_Task requirements_
From the data underneath, reproduce exactly the stretch that begins at the line with "TARGET: wooden floor" and ends after the line with "TARGET: storage drawer front".

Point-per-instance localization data
———

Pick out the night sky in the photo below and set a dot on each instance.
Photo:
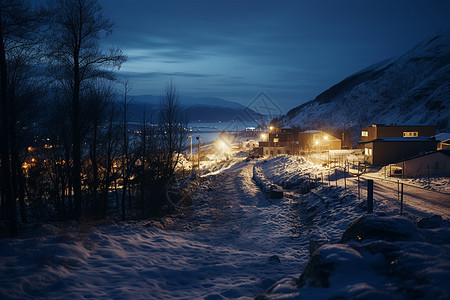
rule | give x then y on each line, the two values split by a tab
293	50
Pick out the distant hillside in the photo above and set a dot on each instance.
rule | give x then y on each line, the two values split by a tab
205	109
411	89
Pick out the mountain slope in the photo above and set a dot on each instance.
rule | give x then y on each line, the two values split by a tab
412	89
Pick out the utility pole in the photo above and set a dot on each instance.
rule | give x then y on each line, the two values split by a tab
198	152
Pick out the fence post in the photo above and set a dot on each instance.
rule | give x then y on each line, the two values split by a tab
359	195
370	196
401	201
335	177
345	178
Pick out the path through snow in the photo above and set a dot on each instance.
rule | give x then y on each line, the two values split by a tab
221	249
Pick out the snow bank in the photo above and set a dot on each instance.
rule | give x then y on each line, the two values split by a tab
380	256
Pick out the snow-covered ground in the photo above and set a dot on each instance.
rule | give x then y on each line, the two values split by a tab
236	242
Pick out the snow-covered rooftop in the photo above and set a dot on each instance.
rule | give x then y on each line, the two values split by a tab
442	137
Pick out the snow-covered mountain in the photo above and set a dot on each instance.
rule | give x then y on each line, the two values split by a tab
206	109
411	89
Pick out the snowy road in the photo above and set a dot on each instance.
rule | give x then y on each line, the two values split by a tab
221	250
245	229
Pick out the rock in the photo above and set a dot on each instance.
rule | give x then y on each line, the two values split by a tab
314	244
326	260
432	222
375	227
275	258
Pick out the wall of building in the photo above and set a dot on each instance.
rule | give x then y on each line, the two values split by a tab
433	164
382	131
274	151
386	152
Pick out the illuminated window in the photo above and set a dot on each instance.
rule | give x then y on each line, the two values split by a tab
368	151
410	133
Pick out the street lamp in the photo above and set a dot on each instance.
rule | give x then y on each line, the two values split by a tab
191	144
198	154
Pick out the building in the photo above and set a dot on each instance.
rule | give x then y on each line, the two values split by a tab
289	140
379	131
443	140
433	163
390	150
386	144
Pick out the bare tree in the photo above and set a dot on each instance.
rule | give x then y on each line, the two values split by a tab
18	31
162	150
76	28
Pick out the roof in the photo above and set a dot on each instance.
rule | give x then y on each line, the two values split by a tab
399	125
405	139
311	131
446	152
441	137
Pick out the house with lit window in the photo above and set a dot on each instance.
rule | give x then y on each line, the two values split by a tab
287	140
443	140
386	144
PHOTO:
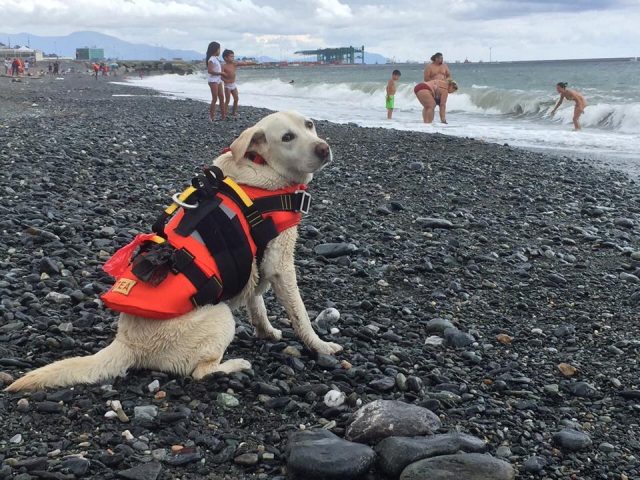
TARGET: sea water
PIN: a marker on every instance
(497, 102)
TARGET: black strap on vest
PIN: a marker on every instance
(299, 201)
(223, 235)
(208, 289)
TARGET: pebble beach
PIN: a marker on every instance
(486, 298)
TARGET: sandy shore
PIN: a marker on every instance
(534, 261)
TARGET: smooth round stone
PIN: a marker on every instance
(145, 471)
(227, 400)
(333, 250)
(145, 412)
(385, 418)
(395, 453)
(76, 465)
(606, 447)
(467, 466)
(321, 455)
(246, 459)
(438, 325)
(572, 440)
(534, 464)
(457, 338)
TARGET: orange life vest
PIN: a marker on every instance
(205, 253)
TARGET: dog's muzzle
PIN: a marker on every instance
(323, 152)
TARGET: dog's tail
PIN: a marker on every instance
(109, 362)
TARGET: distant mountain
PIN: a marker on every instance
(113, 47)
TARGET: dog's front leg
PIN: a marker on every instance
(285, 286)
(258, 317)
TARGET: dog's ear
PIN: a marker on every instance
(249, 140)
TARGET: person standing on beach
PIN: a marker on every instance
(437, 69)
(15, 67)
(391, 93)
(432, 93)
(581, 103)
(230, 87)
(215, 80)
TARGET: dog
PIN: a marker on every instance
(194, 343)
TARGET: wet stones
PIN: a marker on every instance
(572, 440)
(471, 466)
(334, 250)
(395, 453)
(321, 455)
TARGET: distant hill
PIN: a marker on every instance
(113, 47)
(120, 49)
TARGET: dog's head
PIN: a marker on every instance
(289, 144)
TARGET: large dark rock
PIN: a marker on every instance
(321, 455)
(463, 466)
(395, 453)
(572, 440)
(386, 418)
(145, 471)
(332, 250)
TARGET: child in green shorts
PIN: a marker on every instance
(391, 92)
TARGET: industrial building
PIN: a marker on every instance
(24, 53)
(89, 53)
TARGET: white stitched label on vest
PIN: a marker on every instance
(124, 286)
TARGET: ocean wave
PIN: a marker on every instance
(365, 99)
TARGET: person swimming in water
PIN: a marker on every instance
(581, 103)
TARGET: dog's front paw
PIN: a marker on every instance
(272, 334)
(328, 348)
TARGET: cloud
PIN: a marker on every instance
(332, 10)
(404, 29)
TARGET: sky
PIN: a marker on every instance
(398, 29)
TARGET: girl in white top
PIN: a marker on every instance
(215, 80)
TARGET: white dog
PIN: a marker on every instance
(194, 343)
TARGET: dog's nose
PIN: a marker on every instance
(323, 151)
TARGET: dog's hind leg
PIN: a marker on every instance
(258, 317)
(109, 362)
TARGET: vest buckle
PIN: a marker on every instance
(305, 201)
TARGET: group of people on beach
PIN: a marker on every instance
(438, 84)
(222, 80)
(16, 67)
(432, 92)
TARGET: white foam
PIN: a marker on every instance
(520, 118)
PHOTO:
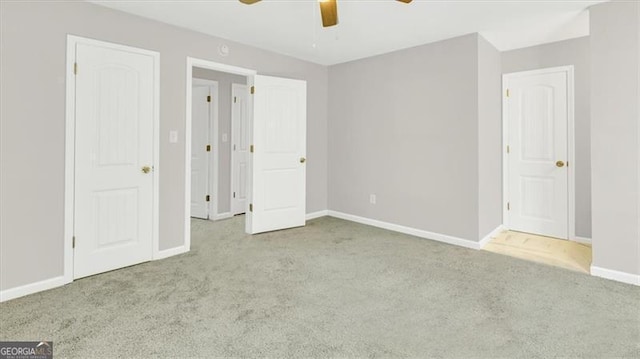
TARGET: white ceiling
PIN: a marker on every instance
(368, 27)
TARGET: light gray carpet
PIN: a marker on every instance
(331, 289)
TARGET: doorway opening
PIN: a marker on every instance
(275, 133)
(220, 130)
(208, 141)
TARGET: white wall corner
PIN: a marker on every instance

———

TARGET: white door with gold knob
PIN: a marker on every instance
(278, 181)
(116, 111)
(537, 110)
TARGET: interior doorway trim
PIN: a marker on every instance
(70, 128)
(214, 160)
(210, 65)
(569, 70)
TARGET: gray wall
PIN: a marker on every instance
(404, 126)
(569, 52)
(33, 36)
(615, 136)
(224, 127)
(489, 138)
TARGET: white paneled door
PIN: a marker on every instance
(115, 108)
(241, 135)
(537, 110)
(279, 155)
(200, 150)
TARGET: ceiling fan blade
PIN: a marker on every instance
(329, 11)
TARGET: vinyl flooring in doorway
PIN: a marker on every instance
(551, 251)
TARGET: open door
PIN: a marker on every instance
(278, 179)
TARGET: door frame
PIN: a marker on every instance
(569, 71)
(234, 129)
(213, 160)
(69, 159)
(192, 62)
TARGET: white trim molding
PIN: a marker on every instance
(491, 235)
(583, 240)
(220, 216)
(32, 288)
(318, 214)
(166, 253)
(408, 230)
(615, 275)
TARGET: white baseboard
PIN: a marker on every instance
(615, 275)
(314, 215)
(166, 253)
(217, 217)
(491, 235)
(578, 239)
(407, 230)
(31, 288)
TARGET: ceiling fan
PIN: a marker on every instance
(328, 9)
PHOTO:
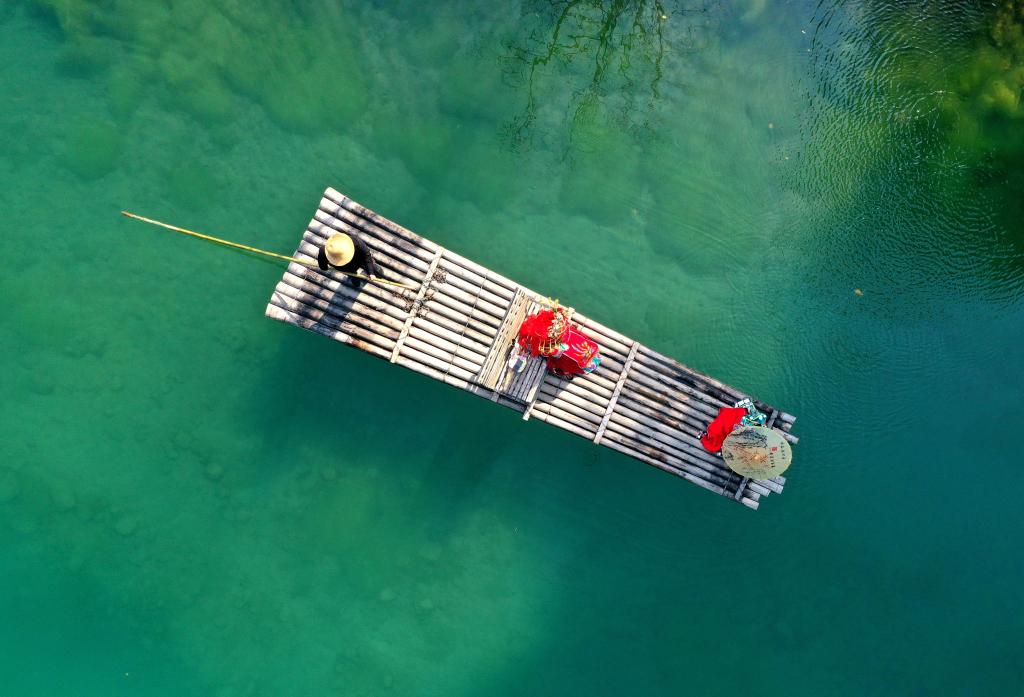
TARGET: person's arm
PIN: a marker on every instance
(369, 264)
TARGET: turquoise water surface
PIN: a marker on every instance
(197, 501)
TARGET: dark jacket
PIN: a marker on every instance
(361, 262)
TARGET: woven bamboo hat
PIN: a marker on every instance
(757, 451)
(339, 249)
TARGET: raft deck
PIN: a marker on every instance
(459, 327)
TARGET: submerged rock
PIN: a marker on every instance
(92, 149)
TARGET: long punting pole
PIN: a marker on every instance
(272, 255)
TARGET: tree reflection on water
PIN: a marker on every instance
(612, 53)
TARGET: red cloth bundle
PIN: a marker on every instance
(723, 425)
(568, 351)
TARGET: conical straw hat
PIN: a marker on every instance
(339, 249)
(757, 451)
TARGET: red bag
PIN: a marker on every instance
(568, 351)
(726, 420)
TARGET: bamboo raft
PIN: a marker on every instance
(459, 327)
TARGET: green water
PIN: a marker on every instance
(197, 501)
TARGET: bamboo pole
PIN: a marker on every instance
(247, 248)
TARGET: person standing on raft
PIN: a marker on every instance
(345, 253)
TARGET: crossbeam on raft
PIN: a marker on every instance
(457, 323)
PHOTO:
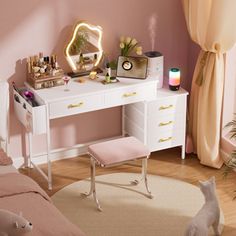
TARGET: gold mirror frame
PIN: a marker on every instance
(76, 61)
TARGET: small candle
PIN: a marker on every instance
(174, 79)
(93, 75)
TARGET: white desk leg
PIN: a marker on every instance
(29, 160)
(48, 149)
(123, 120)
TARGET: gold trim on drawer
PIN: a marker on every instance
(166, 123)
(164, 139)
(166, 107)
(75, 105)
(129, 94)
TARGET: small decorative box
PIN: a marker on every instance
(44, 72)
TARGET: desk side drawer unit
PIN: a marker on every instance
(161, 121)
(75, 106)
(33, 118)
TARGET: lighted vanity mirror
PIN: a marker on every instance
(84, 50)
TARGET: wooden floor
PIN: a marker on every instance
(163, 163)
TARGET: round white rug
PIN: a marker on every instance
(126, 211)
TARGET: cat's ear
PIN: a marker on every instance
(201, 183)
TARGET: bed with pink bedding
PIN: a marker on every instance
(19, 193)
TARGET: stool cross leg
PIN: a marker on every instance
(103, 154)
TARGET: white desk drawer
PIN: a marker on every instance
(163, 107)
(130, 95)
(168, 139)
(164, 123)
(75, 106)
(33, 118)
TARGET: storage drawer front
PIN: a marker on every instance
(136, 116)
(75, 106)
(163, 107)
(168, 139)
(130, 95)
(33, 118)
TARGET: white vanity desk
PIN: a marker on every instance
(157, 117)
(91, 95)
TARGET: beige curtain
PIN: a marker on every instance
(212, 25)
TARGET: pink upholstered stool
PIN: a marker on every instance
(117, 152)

———

_Your response_
TARGET: wooden floor
PIN: a marker on every instance
(163, 163)
TARGET: round white rug
PIN: a marker on every instance
(126, 211)
TARGET: cat's ear
PIN: a marker on every instance
(201, 183)
TARGET: bed with pink bedding
PIN: a marker on every instance
(19, 193)
TARGET: stool cross leg
PIN: a marker on every instance
(103, 154)
TARGET: white desk drawer
PIN: a marker on every instance
(163, 107)
(130, 95)
(168, 139)
(164, 123)
(75, 106)
(33, 118)
TARGET: storage drawer front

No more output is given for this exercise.